**ÉNONCÉ**: Extrayez des enregistrements ci-dessous chaque ligne qui contient le mot « wall ». La casse compte.

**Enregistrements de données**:
^^^^^^^^

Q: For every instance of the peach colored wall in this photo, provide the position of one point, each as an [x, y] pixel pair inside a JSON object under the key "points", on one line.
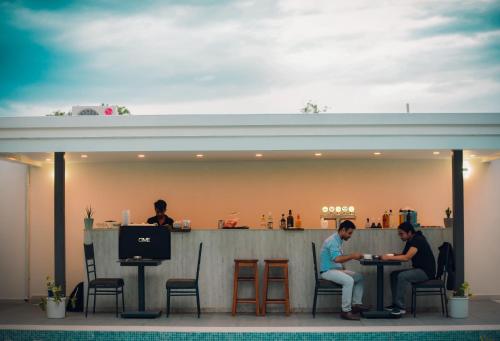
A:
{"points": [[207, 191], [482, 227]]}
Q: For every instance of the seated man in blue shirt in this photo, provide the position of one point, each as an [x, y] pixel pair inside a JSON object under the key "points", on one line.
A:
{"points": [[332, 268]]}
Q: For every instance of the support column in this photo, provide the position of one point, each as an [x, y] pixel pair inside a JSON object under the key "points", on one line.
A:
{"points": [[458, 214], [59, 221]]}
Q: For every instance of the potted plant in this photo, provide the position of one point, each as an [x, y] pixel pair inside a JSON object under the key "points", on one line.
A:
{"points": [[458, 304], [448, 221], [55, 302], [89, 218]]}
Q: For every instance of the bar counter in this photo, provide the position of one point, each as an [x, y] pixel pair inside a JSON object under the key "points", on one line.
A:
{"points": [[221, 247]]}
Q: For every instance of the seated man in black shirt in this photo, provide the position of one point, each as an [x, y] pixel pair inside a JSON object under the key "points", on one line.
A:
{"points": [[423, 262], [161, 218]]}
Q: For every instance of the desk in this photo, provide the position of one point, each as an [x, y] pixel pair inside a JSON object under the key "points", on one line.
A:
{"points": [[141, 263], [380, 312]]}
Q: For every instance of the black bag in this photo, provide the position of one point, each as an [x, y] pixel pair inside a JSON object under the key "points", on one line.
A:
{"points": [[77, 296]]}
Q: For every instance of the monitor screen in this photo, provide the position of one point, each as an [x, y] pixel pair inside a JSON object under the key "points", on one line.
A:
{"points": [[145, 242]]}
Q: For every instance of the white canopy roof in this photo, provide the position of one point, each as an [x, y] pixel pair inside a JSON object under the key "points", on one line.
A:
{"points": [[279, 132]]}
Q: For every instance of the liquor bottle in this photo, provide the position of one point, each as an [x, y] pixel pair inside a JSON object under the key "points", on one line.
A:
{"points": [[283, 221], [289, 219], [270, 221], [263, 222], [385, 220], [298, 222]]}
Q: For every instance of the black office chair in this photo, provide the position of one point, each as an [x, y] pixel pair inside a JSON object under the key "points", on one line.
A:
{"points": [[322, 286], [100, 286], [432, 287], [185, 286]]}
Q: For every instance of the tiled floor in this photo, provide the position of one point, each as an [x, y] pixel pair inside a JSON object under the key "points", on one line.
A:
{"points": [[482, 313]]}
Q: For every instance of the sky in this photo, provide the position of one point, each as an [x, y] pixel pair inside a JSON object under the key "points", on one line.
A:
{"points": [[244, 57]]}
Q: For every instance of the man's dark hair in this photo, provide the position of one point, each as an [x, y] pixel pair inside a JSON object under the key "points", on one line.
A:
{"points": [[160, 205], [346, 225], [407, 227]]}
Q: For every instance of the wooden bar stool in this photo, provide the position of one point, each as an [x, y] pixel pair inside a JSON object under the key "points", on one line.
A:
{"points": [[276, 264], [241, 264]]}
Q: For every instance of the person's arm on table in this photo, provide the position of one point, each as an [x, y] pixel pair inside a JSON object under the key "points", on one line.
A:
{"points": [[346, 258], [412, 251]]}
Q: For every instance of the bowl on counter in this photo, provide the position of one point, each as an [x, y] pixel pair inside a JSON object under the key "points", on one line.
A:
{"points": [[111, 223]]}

^^^^^^^^

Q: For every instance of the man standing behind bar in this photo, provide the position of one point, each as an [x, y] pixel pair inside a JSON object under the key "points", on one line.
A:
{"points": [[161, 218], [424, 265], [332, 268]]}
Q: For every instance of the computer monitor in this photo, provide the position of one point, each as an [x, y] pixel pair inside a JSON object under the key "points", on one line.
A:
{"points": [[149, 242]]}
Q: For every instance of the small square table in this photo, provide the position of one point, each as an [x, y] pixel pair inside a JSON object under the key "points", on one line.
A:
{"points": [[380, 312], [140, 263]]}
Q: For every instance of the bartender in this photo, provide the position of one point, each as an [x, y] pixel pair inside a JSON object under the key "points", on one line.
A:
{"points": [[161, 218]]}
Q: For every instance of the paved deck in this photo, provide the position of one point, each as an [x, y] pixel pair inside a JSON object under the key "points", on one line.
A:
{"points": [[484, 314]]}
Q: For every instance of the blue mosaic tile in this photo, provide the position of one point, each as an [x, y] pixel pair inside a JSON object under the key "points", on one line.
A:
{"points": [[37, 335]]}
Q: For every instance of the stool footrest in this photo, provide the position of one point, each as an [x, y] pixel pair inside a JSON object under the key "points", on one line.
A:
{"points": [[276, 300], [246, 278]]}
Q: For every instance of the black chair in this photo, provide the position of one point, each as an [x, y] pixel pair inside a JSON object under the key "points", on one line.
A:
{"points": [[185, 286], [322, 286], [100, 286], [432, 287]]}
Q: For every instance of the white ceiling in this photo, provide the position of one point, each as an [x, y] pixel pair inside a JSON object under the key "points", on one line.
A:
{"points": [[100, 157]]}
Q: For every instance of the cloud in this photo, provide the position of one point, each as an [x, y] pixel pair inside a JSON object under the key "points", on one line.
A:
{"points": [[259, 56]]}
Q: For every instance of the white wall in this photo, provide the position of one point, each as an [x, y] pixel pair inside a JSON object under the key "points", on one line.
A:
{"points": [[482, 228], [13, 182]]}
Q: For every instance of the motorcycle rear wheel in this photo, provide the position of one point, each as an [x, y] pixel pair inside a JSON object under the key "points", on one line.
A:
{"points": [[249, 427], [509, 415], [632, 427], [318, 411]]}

^^^^^^^^

**RÉSULTAT**:
Q: For every instance of the peach colored wall in this photo, provide the position of one point, each as an [x, y] pixel pair inside a JSON object under the key "points", on one line.
Q: For every instance of the white wall in this photo, provide the position of one point, each as an [x, y] pixel pair inside a JSON object under the key "points", on one line.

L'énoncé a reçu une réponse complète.